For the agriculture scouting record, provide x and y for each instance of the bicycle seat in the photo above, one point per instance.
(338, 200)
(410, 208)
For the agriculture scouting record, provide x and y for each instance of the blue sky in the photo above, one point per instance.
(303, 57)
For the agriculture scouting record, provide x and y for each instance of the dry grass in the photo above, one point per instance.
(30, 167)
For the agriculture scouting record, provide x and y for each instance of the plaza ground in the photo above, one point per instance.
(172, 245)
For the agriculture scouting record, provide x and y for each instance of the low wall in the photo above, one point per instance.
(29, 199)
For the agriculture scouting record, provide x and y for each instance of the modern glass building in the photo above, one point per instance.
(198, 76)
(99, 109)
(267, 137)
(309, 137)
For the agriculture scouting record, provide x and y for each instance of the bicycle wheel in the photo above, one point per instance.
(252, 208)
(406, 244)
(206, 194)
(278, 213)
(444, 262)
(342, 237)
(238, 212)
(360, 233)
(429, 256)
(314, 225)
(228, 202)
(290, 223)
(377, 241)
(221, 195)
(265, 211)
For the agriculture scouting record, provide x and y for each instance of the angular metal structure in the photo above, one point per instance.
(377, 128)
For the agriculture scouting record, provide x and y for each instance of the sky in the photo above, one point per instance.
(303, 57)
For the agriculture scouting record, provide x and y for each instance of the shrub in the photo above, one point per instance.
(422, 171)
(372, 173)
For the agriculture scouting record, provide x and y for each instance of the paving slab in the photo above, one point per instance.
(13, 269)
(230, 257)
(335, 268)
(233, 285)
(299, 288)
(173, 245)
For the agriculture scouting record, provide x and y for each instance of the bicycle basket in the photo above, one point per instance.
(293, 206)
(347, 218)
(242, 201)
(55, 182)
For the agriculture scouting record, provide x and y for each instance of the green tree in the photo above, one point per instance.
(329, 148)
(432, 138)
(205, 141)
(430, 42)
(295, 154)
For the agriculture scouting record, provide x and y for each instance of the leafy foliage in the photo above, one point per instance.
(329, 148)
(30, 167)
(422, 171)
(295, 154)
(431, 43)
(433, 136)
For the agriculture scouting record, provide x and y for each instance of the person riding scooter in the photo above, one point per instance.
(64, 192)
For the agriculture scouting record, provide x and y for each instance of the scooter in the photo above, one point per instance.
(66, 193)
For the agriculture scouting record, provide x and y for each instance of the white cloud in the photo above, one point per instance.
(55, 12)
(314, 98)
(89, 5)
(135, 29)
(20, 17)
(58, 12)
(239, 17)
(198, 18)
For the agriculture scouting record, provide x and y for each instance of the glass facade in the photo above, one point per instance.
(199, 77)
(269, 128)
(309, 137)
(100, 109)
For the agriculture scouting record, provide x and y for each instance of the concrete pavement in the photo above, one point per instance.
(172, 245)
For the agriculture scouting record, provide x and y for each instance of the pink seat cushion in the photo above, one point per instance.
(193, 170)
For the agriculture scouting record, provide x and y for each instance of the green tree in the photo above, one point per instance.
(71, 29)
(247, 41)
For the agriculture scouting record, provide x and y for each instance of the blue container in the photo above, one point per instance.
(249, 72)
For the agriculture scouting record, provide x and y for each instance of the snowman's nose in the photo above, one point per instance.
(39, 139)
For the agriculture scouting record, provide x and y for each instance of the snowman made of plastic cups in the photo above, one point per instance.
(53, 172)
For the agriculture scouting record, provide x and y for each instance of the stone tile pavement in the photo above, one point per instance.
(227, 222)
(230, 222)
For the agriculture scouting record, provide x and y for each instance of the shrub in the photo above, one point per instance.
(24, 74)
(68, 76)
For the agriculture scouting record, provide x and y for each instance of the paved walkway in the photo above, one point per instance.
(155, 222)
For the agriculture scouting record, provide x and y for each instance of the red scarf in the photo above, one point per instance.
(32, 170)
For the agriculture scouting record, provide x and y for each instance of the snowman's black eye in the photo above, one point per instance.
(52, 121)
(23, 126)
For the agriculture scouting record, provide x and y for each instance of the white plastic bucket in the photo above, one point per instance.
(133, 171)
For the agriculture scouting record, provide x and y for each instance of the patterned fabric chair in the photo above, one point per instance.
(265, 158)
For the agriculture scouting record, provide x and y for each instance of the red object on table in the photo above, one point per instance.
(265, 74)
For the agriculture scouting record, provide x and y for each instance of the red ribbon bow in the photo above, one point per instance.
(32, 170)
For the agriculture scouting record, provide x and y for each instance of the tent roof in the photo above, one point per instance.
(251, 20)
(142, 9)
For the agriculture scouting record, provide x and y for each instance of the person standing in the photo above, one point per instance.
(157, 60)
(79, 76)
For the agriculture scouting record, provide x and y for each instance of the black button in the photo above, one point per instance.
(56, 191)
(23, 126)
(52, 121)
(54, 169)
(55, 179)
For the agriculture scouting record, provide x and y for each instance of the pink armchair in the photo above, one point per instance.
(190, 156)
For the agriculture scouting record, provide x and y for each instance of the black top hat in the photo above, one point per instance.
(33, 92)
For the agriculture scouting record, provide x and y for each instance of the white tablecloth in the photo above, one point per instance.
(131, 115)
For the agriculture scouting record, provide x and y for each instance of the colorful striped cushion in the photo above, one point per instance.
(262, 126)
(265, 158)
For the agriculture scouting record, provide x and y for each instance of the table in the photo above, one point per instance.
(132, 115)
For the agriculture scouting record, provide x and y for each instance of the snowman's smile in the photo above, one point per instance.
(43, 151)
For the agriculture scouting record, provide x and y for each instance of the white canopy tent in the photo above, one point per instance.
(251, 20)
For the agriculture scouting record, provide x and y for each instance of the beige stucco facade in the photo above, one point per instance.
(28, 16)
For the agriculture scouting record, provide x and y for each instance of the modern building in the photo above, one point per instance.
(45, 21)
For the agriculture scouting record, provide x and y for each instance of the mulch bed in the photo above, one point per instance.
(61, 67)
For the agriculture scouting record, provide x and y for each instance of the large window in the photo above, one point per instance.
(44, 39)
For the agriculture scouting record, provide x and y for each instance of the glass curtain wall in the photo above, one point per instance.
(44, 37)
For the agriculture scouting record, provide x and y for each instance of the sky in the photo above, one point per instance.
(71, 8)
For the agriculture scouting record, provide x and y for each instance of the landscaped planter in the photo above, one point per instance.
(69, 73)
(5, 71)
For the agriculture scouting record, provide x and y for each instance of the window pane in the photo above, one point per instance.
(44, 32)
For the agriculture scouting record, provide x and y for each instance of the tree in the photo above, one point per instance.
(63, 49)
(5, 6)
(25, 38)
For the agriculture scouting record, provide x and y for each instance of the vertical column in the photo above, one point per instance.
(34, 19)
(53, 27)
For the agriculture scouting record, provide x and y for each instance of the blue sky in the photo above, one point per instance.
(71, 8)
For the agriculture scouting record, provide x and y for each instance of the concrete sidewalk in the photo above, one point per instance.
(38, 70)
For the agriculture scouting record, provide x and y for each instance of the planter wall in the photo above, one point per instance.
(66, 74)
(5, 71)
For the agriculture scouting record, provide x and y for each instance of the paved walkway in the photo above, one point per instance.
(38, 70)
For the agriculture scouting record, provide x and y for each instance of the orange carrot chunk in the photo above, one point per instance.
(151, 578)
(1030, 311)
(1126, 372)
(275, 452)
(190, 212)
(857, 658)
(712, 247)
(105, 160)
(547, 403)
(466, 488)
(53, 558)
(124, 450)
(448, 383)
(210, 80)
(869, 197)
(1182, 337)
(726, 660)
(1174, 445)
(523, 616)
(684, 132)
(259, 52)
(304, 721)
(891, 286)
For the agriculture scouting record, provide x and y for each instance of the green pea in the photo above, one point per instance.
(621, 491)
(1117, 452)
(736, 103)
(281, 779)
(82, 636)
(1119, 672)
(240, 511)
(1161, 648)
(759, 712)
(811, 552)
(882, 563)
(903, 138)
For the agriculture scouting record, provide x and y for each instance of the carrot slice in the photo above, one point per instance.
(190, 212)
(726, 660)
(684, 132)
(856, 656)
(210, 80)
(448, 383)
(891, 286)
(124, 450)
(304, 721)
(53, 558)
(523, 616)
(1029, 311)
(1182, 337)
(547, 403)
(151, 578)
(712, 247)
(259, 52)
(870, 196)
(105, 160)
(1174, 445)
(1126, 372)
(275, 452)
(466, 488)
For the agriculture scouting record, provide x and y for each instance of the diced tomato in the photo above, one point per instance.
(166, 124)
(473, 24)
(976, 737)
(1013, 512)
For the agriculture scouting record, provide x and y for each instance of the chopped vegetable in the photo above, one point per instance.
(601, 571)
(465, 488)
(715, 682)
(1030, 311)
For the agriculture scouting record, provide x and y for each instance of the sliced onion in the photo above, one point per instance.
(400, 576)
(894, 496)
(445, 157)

Written request =>
Beginning at the line that contains "of the diced", retype each line of the listing up to and including the last one, exactly as it stands, and nothing else.

Answer to this task =>
For the agriculture scouting record, provide x and y for each instance of the diced tomato in the photo above, one point per instance.
(166, 124)
(473, 24)
(976, 737)
(1013, 512)
For the agriculture scouting record, provide x and y for each instance of the chopped vegetable in the photo above, one point per instance.
(601, 571)
(465, 488)
(715, 682)
(1030, 311)
For the agriculture scouting record, provide x and y for each instance of the sliced onion in the photo above, one point per instance.
(400, 576)
(894, 496)
(445, 157)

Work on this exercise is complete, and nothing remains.